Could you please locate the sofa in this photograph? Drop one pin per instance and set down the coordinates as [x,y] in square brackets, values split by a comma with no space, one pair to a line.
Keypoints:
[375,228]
######
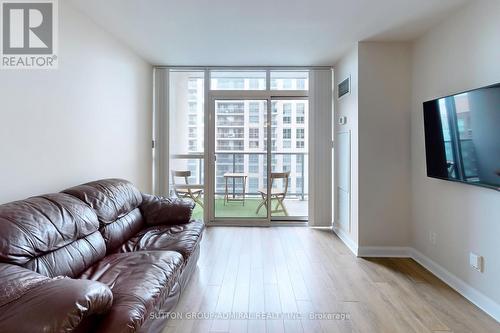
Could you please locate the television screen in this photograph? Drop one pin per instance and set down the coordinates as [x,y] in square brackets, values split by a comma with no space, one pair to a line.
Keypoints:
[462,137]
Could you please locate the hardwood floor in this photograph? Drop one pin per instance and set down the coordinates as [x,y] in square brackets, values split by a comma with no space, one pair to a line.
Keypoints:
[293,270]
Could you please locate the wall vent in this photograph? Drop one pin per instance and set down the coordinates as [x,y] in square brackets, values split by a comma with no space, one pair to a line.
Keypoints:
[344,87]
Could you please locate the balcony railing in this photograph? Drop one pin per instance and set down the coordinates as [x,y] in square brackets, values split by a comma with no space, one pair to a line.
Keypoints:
######
■ Goal:
Copy every line of the items above that contains the string "this", matching case.

■ Response to the task:
Could you please locate the sofa in this photograph? Drop one pin per instance and set down the coordinates as [x,y] in square brackets, values split by a comma with no space, one pair to a line.
Could you please locate the television screen in this photograph? Drop one pin per instance and set down the coordinates as [x,y] in square brackets, values split by a comma with no space, one pair to a line.
Could you please locate the hardwood floor in this photograph? Drop one pin per instance and set down the coordinates as [x,y] in square brackets, values split by a comma with no space, one pair to a line.
Could you please locate the wall vent in this photograph? Drop one pin per instance and set down the coordinates as [x,y] in square brackets, values split by a comma with no space, one pair to a line.
Could you please locate the balcony railing in this photograph? Drop one pin per instance and set down the coordinates as [x,y] in square brackets, values split by a comma with no space, one pair to a line.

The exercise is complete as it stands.